## [FRAGMENTO SELECCIONADO]
/---

Por... Carlos Ruperto Fermín
Desde que el verbo se hizo carne, la evolución fue el camino predilecto de la Humanidad. Las tribus, las civilizaciones y las sociedades, buscaban con desesperación el desarrollo técnico, científico e intelectual, para vencer el salvaje instinto animal del colonialismo, y agraciar el ecuánime proverbio existencial de las metrópolis.
Cazar, matar y vivir, para alimentar la esperanza de sueños, promesas y fortalezas, que encontraban en la inteligencia de la naturaleza, una tierra fértil para sembrar las primeras huellas de la suprema territorialidad, que jamás se confundía con las renovadas huellas del peligroso terrorismo.
La piel y los huesos de nuestros ancestros, olfateaban el descomunal arrebato de una cadena evolutiva en apogeo, que utilizaba la sabiduría celestial del sol y de la luna, para seguir tallando las piedras con el metal fundido, y para continuar fundiendo el metal con esas piedras preciosas.
Poco a poco, las luciérnagas buscaban el arte de la iluminación. Homo rudolfensis, Homo ergaster, Homo erectus.
Poco a poco, los caballeros ganaban el arte de la gallardía. Homo floresiensis, Homo neanderthalensis, Homo sapiens.
Todos concentraron sus fuerzas físicas y sus poderes espirituales, para que la historia de aprendizaje floreciera a dos pasos agigantados, que fosilizaron la irracionalidad de los colosales dinosaurios, y que estudiaron el origen de las diminutas bacterias.
La electricidad, el telégrafo, la penicilina, el disco láser, las guitarras, los satélites, el fonoautógrafo y las aeronaves, nos demostraron que los cerebros podían celebrar la victoria del progreso, y podían erradicar el libertinaje de la guerra, de los tanques, de las bombas, de los relámpagos y de los cohetes.

\---

## [REQUISITOS DEL PROBLEMA]
Enumera, por favor, todas las especies del género Homo que aparecen en el fragmento. Los datos siguientes provienen de una fuente distinta.

## [INFORMACIÓN PROPORCIONADA]
/---

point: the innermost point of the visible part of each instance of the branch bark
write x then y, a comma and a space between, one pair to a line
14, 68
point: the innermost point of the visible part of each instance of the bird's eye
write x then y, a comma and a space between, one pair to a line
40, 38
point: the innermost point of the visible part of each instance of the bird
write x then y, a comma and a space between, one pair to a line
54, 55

\---

## [SOLUCIÓN DETALLADA]
Homo rudolfensis, Homo ergaster, Homo erectus, Homo floresiensis, Homo neanderthalensis y Homo sapiens.